* **Task statement**
In the following material, identify every line holding the string "shirt" and return it.
:::
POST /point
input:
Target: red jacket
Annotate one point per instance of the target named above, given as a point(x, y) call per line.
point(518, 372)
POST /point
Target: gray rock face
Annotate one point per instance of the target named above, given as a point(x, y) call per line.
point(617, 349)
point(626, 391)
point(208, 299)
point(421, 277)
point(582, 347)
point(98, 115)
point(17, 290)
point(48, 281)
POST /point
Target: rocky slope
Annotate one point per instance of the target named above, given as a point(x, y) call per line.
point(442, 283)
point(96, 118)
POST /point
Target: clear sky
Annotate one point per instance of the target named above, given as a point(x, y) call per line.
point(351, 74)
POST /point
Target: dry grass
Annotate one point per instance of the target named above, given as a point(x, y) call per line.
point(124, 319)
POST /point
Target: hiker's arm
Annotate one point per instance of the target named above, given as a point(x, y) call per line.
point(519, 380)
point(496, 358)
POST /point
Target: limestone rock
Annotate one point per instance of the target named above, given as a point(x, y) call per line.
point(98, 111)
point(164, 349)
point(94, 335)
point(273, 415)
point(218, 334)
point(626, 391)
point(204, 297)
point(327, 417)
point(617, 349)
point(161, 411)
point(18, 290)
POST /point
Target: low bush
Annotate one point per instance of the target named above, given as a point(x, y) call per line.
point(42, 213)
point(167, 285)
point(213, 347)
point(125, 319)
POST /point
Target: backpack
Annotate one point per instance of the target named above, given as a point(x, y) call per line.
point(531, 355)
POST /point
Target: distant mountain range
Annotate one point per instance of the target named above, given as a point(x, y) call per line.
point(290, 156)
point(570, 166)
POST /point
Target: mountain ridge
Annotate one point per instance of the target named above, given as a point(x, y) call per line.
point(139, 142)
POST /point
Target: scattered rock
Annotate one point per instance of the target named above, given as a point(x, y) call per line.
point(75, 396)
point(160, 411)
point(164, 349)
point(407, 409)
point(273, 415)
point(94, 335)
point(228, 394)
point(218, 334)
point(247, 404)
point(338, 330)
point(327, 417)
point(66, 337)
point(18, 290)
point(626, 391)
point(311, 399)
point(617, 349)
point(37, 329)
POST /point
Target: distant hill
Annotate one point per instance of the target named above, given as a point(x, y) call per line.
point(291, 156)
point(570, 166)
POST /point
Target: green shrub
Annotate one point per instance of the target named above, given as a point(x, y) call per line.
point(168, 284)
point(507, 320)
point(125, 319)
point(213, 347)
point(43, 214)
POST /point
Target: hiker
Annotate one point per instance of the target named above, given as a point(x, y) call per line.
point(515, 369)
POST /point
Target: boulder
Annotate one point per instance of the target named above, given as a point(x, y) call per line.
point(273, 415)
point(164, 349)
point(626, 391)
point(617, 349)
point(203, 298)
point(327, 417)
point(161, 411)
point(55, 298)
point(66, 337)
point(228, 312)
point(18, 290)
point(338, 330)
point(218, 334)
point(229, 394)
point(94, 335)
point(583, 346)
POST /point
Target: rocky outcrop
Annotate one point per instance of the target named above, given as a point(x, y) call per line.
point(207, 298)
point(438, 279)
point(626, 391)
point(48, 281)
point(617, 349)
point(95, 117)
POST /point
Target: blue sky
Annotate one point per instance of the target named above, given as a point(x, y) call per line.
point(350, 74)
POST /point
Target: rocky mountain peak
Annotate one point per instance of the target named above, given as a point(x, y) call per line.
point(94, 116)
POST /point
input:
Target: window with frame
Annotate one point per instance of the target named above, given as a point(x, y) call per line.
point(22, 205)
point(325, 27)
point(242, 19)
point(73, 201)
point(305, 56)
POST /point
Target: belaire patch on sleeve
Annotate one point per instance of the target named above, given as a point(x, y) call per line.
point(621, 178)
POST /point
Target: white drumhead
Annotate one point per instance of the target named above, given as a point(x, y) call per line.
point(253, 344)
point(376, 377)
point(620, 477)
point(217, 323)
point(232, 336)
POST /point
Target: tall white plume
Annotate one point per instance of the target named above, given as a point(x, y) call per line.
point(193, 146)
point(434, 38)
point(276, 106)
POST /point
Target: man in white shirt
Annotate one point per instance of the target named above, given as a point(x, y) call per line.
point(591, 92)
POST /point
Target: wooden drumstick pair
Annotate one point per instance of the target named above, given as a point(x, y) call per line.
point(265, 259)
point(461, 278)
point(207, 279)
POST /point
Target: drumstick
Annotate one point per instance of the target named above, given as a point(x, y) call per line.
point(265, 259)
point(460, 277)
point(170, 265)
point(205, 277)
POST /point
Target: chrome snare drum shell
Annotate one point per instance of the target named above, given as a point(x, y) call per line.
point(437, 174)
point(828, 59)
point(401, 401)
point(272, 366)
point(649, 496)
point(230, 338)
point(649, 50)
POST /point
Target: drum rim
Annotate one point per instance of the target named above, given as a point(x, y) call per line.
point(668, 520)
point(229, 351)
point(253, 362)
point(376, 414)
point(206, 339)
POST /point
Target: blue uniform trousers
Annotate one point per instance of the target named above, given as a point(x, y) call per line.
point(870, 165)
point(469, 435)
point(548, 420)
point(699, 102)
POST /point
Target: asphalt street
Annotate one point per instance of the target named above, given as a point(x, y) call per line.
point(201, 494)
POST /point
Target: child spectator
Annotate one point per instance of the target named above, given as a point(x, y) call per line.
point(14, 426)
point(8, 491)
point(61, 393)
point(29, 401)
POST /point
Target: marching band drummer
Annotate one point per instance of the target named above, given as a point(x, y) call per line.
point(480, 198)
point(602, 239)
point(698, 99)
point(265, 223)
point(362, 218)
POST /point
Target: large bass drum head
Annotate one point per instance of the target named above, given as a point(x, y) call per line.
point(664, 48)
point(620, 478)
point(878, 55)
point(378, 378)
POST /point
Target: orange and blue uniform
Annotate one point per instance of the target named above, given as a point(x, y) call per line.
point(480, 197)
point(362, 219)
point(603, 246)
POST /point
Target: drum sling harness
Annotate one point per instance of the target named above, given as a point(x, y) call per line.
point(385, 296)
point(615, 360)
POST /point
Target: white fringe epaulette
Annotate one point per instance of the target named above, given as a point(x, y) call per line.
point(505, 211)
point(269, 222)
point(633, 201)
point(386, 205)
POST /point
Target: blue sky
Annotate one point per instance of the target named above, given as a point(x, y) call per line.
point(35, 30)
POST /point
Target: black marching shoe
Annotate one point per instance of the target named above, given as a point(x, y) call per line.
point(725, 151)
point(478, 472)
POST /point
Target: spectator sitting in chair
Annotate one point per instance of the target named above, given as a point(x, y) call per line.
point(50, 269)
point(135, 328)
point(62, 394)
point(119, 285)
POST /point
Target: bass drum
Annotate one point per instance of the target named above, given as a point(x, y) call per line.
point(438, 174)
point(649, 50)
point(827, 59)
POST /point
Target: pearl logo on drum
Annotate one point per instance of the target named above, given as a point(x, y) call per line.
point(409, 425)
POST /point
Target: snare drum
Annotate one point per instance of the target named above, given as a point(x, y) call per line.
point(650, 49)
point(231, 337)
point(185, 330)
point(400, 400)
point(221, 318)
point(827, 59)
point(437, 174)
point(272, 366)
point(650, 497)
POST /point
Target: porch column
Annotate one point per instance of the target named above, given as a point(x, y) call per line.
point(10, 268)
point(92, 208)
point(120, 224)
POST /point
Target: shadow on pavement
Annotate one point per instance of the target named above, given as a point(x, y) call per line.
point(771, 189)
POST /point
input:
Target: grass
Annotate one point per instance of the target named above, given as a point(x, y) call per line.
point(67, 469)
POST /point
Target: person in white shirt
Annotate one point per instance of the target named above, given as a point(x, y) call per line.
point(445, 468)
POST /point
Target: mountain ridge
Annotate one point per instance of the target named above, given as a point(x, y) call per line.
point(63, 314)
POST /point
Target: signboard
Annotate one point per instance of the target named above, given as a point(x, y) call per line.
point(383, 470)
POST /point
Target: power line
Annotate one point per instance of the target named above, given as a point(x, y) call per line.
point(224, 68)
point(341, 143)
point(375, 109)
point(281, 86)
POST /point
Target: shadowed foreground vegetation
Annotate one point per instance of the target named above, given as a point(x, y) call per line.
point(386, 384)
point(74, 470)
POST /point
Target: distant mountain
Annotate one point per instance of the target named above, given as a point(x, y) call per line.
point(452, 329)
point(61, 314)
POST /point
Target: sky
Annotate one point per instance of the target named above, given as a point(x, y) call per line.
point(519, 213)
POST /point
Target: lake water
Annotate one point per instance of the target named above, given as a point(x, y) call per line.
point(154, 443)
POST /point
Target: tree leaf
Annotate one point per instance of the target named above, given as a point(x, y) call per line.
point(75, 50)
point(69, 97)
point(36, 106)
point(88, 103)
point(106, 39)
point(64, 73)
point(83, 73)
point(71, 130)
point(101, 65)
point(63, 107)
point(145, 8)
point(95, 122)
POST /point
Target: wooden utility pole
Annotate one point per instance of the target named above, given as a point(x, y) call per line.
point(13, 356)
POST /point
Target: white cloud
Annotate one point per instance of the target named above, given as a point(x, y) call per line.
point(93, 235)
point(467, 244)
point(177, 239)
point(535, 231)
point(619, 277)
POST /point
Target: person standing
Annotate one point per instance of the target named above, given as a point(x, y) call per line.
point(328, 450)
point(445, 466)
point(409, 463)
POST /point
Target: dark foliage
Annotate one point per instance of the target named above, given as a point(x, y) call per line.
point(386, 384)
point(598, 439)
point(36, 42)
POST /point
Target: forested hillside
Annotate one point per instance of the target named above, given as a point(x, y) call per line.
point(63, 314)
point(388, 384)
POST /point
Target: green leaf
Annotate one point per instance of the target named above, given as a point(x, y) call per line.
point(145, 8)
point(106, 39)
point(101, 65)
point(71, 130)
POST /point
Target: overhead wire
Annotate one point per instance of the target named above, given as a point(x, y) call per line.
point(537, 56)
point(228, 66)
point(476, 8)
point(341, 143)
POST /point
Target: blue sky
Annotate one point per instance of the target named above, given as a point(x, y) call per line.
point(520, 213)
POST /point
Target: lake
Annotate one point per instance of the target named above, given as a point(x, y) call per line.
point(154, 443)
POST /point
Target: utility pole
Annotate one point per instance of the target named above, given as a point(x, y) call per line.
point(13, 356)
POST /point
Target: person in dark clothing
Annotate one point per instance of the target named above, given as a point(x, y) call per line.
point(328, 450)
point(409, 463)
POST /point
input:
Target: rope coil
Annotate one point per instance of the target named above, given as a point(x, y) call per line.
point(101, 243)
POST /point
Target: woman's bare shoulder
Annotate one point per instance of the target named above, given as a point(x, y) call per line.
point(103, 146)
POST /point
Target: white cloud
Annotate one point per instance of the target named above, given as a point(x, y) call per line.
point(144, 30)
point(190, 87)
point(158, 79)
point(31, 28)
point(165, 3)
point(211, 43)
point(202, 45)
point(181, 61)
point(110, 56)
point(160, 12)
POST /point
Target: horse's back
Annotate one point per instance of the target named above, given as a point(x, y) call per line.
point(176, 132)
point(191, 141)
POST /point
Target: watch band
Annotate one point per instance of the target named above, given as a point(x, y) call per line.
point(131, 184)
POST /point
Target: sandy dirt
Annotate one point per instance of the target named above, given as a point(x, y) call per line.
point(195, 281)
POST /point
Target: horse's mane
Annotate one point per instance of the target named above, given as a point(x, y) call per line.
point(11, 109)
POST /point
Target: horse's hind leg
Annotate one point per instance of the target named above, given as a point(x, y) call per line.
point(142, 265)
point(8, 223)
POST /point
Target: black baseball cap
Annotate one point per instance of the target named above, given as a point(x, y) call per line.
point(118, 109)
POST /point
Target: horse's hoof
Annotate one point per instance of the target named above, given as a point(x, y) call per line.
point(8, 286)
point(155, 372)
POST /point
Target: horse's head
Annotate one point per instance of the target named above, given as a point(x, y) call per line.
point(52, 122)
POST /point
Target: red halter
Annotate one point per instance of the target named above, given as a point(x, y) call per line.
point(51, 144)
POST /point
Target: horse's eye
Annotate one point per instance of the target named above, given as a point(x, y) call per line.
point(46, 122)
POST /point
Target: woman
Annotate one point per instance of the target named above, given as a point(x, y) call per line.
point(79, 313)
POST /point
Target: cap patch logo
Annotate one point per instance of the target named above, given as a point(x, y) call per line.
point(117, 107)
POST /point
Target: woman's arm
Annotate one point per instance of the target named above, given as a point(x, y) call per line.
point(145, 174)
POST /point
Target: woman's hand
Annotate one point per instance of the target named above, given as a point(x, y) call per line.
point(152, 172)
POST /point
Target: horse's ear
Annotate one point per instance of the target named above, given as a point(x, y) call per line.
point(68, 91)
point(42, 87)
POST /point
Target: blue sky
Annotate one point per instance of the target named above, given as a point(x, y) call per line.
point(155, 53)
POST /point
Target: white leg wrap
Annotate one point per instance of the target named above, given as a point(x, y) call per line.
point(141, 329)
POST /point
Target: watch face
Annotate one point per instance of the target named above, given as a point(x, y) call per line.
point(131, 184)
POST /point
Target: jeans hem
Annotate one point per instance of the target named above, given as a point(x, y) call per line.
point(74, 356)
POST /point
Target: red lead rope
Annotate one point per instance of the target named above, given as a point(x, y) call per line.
:::
* **Worked solution**
Target: man in white shirt
Target: person in white shirt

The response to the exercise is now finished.